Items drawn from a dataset
================================
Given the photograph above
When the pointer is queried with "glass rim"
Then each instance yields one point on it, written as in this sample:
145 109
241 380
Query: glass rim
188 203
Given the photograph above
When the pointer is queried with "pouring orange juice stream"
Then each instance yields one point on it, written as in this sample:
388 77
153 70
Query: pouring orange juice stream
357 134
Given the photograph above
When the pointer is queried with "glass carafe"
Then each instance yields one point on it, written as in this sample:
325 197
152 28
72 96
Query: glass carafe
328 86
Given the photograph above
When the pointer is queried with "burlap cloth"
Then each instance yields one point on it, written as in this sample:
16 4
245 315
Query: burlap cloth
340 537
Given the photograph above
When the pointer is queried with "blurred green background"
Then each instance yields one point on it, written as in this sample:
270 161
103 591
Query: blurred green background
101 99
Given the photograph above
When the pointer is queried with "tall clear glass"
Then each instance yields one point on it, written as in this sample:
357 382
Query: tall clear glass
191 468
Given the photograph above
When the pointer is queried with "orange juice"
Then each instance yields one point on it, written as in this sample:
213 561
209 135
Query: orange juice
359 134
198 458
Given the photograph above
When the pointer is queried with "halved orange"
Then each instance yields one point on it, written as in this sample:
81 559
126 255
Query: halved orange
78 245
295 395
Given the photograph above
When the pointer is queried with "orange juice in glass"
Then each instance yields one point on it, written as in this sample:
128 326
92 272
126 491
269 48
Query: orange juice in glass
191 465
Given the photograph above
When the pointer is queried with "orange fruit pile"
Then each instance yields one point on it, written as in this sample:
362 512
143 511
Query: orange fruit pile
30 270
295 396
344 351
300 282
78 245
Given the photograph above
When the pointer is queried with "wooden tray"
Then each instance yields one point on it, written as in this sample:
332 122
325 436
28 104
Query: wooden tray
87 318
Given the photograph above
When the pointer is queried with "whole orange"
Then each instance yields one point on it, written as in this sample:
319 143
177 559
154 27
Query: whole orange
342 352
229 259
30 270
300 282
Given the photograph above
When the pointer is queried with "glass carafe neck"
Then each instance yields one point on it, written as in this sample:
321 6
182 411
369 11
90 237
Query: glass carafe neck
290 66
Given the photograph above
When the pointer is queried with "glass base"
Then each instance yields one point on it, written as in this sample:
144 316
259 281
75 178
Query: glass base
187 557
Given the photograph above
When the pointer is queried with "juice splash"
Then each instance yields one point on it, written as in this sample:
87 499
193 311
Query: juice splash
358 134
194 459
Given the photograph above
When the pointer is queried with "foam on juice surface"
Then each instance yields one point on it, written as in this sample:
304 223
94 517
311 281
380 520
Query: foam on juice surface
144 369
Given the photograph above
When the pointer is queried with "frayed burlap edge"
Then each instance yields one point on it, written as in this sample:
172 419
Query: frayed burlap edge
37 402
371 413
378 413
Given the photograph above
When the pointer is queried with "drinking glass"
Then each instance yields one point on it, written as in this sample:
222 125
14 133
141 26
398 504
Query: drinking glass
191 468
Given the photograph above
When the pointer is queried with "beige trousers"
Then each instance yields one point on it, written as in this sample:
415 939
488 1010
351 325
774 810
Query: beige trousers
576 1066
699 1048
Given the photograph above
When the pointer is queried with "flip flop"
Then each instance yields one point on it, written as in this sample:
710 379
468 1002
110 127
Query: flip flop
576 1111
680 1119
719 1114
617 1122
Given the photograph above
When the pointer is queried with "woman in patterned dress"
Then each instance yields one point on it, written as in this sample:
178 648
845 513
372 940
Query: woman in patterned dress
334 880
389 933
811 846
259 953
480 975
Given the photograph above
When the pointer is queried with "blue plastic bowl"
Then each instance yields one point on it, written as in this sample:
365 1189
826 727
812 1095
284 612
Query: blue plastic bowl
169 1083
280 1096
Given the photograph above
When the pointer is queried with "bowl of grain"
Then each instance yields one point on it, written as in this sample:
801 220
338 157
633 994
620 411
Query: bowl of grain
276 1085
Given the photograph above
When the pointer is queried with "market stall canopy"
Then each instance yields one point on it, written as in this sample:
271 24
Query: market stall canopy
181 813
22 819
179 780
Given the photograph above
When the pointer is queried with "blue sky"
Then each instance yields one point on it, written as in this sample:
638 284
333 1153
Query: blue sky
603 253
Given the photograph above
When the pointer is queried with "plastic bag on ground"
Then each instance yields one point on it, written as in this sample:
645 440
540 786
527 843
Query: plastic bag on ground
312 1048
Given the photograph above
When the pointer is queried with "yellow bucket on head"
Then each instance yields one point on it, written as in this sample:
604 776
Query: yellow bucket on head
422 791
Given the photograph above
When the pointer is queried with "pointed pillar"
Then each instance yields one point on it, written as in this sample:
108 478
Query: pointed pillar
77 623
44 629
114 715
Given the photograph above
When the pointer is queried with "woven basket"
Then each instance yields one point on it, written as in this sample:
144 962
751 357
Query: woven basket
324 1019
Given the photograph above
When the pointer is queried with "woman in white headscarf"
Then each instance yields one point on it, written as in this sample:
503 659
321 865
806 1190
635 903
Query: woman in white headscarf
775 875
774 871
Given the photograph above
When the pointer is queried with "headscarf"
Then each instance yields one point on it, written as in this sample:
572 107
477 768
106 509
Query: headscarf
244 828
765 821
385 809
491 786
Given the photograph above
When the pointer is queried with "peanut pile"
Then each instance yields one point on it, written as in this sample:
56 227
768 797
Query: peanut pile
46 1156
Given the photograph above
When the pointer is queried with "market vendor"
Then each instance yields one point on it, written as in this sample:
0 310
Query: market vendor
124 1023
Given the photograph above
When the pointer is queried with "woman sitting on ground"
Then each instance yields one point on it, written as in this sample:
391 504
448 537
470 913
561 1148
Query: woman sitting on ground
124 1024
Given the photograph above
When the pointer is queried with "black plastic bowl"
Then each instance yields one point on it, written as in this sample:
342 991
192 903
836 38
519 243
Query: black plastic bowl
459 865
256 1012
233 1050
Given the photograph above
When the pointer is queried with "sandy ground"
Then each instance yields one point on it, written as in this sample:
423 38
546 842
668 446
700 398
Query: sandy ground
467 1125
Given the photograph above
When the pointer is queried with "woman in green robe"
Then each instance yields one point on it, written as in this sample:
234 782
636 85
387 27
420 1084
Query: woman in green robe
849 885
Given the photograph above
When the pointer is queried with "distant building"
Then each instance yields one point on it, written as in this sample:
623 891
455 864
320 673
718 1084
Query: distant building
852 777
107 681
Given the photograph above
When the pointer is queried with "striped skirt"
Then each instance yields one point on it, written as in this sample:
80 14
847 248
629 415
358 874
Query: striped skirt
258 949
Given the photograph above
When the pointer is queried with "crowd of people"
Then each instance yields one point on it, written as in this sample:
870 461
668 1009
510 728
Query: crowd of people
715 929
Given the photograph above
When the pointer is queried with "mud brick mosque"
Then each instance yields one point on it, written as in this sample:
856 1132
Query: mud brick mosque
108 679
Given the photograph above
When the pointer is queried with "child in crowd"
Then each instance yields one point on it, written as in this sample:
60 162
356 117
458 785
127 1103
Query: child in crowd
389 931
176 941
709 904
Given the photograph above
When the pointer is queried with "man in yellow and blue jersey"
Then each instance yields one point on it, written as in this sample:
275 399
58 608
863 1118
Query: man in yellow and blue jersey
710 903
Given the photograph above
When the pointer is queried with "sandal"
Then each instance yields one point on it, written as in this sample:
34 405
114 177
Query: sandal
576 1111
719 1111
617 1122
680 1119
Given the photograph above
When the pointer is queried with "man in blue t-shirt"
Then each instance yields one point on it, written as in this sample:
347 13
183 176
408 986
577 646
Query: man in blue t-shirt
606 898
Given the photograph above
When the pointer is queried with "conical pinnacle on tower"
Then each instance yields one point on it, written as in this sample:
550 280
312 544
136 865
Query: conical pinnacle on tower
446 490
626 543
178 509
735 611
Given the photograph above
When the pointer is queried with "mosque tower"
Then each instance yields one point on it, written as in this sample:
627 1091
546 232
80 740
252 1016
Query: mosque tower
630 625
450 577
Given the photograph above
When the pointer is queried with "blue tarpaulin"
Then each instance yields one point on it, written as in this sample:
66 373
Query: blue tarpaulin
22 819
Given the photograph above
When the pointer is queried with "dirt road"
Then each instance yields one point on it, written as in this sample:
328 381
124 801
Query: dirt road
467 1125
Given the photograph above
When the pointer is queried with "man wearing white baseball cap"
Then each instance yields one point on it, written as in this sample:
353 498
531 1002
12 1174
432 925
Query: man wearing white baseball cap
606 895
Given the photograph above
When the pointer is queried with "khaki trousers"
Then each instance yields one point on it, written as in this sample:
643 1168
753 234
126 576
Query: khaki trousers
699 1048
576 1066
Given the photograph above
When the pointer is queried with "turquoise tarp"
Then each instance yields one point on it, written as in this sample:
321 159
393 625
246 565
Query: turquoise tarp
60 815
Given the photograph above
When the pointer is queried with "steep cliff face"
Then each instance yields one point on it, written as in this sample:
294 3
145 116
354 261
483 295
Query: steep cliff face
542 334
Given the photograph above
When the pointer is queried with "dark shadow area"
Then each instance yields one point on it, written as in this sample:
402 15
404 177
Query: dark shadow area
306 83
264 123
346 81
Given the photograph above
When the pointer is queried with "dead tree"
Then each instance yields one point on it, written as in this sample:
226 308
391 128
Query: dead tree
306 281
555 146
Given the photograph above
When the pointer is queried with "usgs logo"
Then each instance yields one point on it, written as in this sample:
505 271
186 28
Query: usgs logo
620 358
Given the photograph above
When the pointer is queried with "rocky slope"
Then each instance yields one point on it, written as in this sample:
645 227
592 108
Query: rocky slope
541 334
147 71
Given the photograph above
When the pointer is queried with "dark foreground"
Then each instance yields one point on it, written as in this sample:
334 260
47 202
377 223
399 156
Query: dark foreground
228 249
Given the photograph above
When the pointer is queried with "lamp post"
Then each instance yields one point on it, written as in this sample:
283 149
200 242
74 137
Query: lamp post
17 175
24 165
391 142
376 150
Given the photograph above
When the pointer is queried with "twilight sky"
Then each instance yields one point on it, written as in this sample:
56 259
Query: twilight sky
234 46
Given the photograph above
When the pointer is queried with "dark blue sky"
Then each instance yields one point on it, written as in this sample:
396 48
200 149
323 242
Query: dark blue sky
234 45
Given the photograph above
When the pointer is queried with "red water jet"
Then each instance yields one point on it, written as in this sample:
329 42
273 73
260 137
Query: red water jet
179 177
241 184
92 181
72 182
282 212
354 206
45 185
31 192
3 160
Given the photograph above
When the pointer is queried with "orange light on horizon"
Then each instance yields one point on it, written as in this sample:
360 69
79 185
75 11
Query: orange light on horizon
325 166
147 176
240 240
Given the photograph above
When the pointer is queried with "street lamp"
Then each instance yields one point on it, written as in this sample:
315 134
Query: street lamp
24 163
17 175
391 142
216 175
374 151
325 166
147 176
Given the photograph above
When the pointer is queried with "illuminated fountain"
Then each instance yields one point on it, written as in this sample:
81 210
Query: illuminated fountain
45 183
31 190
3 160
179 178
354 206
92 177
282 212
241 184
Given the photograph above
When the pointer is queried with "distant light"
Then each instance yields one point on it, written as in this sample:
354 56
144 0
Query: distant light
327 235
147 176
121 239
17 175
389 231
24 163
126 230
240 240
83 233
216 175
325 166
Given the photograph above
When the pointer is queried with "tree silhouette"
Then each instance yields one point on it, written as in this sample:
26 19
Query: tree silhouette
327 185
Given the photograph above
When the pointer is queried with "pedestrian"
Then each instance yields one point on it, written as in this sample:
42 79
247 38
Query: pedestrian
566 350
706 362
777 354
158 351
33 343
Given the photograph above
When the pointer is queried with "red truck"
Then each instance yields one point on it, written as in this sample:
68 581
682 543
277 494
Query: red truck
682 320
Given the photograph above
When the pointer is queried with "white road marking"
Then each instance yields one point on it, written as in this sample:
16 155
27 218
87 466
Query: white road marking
================================
Requirements
Please count the lines of the material that contain the string "fruit", with case taken into account. Reply with the number alone.

Reply
2